## 待办事项
(1) 所给文段中，该题的内存限制是多少？
(2) 请更新所给文段中从“POJ 1584 A Round”起至“shavings and glue.”止（含该处）的部分：将“grinding machine”替换为“cutting machine”，然后给出更新后的整段内容。

## 所给文段

POJ 1584 A Round Peg in a Ground Hole 判断凸多边形，判断点在凸多边形内

A Round Peg in a Ground Hole

Time Limit: 1000MS		Memory Limit: 10000K
Total Submissions: 5456		Accepted: 1735

Description

The DIY Furniture company specializes in assemble-it-yourself furniture kits. Typically, the pieces of wood are attached to one another using a wooden peg that fits into pre-cut holes in each piece to be attached. The pegs have a circular cross-section and so are intended to fit inside a round hole. 
A recent factory run of computer desks were flawed when an automatic grinding machine was mis-programmed. The result is an irregularly shaped hole in one piece that, instead of the expected circular shape, is actually an irregular polygon. You need to figure out whether the desks need to be scrapped or if they can be salvaged by filling a part of the hole with a mixture of wood shavings and glue. 
There are two concerns. First, if the hole contains any protrusions (i.e., if there exist any two interior points in the hole that, if connected by a line segment, that segment would cross one or more edges of the hole), then the filled-in-hole would not be structurally sound enough to support the peg under normal stress as the furniture is used. Second, assuming the hole is appropriately shaped, it must be big enough to allow insertion of the peg. Since the hole in this piece of wood must match up with a corresponding hole in other pieces, the precise location where the peg must fit is known.

## 数据集条目
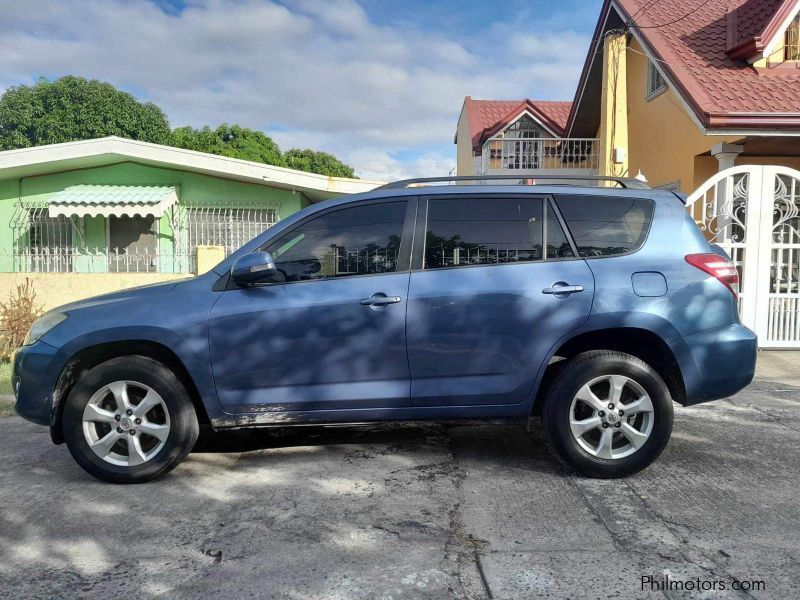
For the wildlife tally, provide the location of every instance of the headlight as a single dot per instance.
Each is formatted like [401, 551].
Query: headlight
[42, 326]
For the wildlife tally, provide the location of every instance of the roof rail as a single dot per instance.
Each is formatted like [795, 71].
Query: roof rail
[624, 182]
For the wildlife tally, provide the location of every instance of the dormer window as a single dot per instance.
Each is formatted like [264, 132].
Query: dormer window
[791, 49]
[524, 127]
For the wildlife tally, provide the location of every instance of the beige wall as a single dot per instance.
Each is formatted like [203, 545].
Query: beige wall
[663, 140]
[464, 158]
[55, 289]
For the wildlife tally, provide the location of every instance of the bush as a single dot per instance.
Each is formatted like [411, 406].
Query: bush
[17, 314]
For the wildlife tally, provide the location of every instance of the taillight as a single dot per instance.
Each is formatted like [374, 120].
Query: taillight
[718, 267]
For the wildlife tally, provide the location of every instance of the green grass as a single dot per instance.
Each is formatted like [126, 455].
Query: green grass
[6, 405]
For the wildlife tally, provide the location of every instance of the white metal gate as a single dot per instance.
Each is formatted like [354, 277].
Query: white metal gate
[753, 212]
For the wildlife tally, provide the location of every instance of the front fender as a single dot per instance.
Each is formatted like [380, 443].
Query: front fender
[190, 347]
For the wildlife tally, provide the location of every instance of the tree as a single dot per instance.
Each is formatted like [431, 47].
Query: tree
[73, 108]
[230, 140]
[317, 162]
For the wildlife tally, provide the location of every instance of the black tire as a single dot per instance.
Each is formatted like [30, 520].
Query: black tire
[563, 388]
[183, 431]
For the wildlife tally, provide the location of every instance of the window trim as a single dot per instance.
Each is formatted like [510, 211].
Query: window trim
[404, 253]
[652, 73]
[418, 253]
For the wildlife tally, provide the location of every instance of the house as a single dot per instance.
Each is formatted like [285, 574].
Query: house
[670, 91]
[525, 137]
[107, 213]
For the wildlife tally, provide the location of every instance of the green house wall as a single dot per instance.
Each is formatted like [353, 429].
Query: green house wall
[194, 189]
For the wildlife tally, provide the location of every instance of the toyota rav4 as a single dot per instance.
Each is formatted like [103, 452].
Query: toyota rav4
[591, 307]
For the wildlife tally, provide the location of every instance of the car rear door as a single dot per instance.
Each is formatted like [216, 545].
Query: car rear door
[332, 335]
[495, 284]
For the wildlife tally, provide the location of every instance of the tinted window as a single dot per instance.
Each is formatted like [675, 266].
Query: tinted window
[605, 226]
[557, 244]
[483, 231]
[359, 240]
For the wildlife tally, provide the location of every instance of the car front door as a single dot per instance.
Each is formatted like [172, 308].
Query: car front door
[495, 286]
[331, 334]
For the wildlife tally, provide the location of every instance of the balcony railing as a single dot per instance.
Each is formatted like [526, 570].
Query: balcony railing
[539, 154]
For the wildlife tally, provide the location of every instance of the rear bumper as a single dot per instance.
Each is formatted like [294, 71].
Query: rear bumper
[716, 363]
[36, 370]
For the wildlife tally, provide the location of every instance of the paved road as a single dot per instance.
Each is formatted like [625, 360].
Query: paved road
[417, 511]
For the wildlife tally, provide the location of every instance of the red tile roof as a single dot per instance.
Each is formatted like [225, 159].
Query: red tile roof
[752, 25]
[700, 47]
[487, 117]
[691, 37]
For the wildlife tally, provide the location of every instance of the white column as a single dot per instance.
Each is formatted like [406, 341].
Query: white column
[726, 157]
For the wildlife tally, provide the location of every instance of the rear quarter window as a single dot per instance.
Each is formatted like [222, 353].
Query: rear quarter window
[606, 225]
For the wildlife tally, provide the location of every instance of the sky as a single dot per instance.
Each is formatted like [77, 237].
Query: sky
[378, 83]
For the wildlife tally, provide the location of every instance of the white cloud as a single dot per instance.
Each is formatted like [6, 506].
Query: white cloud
[310, 73]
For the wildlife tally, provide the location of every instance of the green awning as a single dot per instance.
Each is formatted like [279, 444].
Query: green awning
[112, 200]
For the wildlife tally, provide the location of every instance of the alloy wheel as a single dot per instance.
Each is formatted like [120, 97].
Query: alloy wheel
[126, 423]
[611, 416]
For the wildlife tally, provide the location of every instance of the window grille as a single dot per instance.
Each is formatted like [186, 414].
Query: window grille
[44, 243]
[655, 82]
[227, 227]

## 正确答案
(1) 10000K

(2)
POJ 1584 A Round Peg in a Ground Hole 判断凸多边形，判断点在凸多边形内

A Round Peg in a Ground Hole

Time Limit: 1000MS		Memory Limit: 10000K
Total Submissions: 5456		Accepted: 1735

Description

The DIY Furniture company specializes in assemble-it-yourself furniture kits. Typically, the pieces of wood are attached to one another using a wooden peg that fits into pre-cut holes in each piece to be attached. The pegs have a circular cross-section and so are intended to fit inside a round hole. 
A recent factory run of computer desks were flawed when an automatic cutting machine was mis-programmed. The result is an irregularly shaped hole in one piece that, instead of the expected circular shape, is actually an irregular polygon. You need to figure out whether the desks need to be scrapped or if they can be salvaged by filling a part of the hole with a mixture of wood shavings and glue.